> _What is needed_
Starting at the line that contains "Where can the woman" and stopping after the line that contains "<point>632,234</point>", rewrite only those lines of the items with "street lamp post" changed to "streetlight pole" and nothing else altered.

> _Dataset entries_

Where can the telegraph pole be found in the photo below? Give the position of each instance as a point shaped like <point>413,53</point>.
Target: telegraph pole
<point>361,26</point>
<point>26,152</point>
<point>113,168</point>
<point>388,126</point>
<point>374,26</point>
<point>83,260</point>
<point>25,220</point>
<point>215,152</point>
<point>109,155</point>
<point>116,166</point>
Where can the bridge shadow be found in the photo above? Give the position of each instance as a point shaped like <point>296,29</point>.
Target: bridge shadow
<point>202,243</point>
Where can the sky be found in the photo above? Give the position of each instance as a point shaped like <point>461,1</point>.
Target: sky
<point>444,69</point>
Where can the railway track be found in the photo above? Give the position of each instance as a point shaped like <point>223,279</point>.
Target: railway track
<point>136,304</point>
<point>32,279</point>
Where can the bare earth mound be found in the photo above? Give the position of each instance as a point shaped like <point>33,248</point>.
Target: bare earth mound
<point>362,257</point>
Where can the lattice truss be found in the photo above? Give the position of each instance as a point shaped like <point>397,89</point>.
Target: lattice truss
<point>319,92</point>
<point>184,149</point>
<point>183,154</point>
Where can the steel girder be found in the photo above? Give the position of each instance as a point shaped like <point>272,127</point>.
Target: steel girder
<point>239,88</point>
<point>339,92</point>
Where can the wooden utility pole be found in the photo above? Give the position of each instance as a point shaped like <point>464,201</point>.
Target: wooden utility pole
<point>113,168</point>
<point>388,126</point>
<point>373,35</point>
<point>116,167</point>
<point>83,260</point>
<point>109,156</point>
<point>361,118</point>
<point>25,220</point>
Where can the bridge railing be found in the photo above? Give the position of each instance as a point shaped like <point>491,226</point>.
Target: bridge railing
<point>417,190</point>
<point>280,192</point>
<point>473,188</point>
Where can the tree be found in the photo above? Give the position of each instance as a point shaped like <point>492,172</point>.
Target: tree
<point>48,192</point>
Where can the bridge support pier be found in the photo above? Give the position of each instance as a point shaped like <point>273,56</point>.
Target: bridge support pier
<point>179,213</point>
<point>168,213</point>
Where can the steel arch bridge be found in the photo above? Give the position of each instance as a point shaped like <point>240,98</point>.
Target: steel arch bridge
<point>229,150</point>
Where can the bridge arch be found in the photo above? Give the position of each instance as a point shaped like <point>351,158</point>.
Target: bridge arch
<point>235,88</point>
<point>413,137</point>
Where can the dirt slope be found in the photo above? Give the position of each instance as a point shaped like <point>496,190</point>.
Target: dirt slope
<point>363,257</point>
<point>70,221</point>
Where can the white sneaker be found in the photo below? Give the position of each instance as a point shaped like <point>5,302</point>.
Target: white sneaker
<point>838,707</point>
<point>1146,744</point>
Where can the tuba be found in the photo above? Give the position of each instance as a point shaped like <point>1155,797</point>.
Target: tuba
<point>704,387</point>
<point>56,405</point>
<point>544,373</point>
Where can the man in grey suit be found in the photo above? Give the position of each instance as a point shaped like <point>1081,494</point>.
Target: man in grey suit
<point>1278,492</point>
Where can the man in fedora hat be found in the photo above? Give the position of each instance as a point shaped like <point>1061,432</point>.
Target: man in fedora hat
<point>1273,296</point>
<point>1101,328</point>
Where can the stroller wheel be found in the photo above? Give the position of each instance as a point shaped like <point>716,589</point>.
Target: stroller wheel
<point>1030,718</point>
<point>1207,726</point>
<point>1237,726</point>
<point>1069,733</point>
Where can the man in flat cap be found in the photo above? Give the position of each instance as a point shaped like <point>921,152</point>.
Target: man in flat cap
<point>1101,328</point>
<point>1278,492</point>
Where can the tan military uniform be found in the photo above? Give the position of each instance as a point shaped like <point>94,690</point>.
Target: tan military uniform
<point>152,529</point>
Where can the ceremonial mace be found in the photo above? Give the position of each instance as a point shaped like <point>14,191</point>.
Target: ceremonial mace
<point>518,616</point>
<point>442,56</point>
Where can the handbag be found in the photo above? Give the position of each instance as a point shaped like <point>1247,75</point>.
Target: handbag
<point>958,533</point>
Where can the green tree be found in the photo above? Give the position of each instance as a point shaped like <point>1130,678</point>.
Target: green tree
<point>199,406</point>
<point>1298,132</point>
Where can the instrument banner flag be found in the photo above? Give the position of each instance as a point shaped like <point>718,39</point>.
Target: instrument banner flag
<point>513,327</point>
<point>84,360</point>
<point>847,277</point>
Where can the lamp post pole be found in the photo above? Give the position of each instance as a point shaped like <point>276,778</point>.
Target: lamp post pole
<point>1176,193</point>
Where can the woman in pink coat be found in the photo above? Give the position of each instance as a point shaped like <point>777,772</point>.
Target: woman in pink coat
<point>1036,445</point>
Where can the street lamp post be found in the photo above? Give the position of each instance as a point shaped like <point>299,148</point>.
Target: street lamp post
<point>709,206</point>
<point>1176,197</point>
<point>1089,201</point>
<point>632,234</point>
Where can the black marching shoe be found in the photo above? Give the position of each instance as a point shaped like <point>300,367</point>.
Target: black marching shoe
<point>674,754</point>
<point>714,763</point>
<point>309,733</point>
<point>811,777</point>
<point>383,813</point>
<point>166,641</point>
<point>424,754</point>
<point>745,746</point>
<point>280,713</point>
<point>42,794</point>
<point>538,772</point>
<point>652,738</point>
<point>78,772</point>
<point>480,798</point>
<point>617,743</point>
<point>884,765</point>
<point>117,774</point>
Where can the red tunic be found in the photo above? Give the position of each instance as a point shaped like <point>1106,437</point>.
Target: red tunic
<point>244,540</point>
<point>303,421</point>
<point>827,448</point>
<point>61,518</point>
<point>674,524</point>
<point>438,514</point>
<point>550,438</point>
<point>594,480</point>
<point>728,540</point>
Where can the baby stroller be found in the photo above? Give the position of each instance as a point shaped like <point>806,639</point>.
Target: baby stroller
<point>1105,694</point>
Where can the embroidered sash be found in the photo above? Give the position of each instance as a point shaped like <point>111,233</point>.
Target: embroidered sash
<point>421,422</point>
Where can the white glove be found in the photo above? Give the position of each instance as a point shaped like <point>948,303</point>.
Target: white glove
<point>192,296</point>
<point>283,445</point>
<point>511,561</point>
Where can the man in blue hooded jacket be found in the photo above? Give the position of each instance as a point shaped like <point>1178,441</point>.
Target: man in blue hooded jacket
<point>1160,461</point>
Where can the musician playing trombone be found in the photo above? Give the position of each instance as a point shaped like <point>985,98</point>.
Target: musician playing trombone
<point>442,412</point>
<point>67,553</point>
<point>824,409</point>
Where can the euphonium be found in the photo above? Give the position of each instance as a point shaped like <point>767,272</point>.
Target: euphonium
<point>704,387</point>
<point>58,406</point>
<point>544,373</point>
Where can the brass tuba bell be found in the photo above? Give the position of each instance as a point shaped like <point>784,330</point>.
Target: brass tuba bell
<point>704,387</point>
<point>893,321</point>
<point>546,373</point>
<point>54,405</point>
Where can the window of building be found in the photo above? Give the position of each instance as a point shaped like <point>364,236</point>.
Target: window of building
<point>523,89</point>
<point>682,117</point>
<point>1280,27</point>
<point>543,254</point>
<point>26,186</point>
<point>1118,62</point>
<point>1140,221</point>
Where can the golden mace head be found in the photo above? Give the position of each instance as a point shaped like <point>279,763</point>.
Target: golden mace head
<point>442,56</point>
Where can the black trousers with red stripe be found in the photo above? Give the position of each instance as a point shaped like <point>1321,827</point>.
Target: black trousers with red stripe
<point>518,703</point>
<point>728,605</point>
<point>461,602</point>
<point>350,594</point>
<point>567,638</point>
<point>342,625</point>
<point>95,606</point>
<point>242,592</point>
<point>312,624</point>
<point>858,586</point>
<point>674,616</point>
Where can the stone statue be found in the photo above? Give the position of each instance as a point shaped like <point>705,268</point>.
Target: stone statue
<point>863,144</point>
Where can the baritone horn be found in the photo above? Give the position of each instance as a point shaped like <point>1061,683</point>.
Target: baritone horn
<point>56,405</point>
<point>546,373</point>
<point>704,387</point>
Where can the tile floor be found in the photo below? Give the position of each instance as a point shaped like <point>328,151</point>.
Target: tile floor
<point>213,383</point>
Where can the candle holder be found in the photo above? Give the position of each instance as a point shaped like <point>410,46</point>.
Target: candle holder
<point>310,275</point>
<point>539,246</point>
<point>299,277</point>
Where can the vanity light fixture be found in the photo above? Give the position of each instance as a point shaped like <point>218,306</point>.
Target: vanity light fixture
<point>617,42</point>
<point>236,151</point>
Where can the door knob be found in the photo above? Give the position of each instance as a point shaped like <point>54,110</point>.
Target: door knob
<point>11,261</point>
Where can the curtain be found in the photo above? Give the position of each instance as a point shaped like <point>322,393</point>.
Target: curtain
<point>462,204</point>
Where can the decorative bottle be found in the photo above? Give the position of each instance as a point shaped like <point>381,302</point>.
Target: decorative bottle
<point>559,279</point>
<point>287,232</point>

> _In response_
Where can the woman in pink coat be found in the photo above? Give the position of each instance as a point shaped like <point>777,772</point>.
Target: woman in pink coat
<point>1036,445</point>
Where can the streetlight pole be found in the photo above? Give the position of each instance as a point shaped like <point>299,148</point>.
Target: streetlight pole
<point>709,206</point>
<point>1176,197</point>
<point>1089,201</point>
<point>632,234</point>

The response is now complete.